--- EXERCISE DIRECTIONS ---
Output the stretch of the forum thread on OpenGL texture ghosting from "It depends on" through "avoid the ghost.", copied word for word.

That’s just you implementing ghosting yourself. Except you don’t have the tools to be able to prevent the transfer command from executing until the commands that are using the texture have completed (not without the CPU waiting). So it will be a less-capable form of ghosting.

Why? Because glCopyImageSubData or glBlitFramebuffer ghost themselves? Or do you mean the additional texture I intend to use?
The reason why ghosting is a problem for me is that it creates a full copy of the receiving texture which may be pretty large. My intend was to create a texture in size of the small source image which can transfer immediately because it is not in use. Once it is in VRAM copying it to the large texture should be a VRAM to VRAM copy without ghosting right?

The general method to avoid texture ghosting instigated by “CPU-side” texture content updates (e.g. glTexSubImage2D()) is to multibuffer. That is, create a ring buffer of textures and never change a texture “from the CPU” until 2-3 frames have passed (or in general, until after the last GPU-side read of a texture has completed on the GPU).

Note that ghosting is typically not instigated by GPU-side texture content updates (e.g. rendering into them as bound buffers of the active DRAW_FRAMEBUFFER). However there, you end up multibuffering the FBO because often tiled rendering state (e.g. tile parameter buffers) is associated internally with the FBO, and you want to have the draw queuing+rendering for multiple frames to be in-flight at the same time. That’s essential for good performance on mobile / tile-based GPUs. Failing to multibuffer FBOs results in implicit sync on the CPU waiting for the GPU to “finish up” all the rendering previously queued for that FBO in the last frame. Use the GPU vendor’s profiler to see these implicit syncs in-action.

It depends on how the driver handles deferred PBO → texture subloads.

If this happened in the GPU’s timeline and if it knew that you hadn’t changed the relevant subset of the PBO’s contents, and if the destination texture was only changed in the GPU’s timeline, then theoretically it could avoid the ghost.

But you can see there’s a lot of “ifs” here. So I wouldn’t expect this to be the case even on one specific GPU vendor’s driver unless their devtech guys have told you this is the case and you have verified it. But even then, you probably need to support more GPUs, drivers, and driver versions than 1. So still you end up not depending on this.

Any operation which modifies a texture that is in use could cause ghosting. The only “guaranteed” (since we’re talking about deep driver behavior, nothing is ever guaranteed) way to avoid this is to modify the texture only after you know the texture is no longer in use. OpenGL doesn’t make it easy to know when that is without doing a CPU wait.

But your suggestion is to do that manually. So if your problem is memory allocation, you haven’t really solved that problem. You just put it more directly under your control.

As I’ve explained, the GPU cannot simultaneously read an image while it is being modified; one of those processes must wait for the other. So if you ask the driver to do that, in an attempt to prevent waiting and improve concurrency, the driver will create a copy of the image that it then transfers to.

Put simply, the thing that causes ghosting is asking OpenGL to write to the texture at a point in time when the GPU is reading from it. What “RAM” they are in is irrelevant to this question. So long as you issue a command that modifies an image while that image is in use, ghosting is a possibility.

--- DATASET CONTENT ---
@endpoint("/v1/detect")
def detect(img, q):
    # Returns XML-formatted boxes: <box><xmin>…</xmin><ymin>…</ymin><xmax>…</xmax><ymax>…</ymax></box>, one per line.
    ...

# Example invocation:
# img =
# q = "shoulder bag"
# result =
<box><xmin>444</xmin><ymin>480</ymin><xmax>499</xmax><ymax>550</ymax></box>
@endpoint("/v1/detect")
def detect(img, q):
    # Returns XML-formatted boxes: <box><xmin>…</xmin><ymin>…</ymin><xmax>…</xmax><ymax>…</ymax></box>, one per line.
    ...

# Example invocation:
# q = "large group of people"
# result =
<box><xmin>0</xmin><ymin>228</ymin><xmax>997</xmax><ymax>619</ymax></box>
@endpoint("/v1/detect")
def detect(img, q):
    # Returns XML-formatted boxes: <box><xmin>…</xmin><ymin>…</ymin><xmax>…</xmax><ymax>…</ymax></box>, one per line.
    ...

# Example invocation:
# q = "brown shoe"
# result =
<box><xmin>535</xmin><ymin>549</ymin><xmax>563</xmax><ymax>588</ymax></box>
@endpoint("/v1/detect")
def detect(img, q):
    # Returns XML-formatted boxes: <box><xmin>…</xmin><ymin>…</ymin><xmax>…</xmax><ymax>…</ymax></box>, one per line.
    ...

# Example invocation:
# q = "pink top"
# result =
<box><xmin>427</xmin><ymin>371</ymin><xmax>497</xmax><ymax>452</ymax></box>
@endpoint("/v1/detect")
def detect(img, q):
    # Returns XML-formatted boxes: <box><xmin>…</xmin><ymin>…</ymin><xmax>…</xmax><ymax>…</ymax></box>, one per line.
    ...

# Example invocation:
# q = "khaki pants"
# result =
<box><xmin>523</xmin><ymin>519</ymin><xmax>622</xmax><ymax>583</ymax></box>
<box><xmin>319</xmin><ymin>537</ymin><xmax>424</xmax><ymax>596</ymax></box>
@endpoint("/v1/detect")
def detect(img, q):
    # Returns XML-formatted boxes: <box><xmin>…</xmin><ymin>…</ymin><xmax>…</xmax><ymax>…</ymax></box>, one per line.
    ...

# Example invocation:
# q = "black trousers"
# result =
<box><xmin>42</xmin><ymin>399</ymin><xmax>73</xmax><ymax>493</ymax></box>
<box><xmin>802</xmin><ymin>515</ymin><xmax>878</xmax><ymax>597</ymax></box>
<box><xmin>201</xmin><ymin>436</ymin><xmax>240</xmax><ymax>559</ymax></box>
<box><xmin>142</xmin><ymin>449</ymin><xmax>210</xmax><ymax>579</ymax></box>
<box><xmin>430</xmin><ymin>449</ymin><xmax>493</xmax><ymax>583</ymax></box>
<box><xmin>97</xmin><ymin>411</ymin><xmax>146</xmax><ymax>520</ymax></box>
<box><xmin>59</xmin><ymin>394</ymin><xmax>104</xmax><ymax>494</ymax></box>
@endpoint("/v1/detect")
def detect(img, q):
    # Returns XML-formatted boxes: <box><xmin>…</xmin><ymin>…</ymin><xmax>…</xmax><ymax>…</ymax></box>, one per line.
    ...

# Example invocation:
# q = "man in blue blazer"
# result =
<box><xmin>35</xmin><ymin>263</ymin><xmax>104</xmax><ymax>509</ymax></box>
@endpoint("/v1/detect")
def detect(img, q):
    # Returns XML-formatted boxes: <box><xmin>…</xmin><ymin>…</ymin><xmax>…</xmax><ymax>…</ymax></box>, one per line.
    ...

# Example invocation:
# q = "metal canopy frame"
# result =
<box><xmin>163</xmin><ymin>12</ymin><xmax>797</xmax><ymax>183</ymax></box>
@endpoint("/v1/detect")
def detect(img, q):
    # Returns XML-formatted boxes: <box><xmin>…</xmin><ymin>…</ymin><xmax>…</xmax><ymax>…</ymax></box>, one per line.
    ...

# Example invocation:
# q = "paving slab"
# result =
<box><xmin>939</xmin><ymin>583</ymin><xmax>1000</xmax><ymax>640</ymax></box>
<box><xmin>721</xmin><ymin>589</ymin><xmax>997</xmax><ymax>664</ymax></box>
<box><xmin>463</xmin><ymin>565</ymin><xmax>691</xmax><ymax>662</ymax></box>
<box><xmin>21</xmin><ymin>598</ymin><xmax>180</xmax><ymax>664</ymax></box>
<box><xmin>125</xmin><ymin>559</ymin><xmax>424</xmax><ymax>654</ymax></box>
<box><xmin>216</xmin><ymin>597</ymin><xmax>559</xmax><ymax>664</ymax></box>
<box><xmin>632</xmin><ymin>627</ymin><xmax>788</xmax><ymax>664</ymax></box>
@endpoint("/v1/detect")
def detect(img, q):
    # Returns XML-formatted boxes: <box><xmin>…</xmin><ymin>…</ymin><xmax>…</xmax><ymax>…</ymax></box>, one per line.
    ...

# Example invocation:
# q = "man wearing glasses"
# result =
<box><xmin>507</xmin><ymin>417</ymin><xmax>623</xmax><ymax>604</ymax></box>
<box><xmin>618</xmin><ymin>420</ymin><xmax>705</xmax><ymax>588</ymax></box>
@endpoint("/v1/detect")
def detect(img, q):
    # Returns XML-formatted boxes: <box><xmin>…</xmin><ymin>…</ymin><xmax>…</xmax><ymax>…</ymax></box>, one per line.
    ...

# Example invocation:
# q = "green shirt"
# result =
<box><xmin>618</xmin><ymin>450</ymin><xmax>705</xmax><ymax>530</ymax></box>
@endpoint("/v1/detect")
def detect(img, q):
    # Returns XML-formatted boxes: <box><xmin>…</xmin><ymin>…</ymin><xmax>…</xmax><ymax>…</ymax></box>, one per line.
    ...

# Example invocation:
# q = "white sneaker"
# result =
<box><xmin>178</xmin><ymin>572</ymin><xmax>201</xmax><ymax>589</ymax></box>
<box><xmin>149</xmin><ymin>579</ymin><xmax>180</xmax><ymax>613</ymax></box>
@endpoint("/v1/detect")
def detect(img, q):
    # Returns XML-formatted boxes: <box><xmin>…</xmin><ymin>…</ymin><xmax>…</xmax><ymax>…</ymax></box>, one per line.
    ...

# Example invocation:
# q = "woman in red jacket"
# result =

--- COMPLETED TASK ---
It depends on how the driver handles deferred PBO → texture subloads.

If this happened in the GPU’s timeline and if it knew that you hadn’t changed the relevant subset of the PBO’s contents, and if the destination texture was only changed in the GPU’s timeline, then theoretically it could avoid the ghost.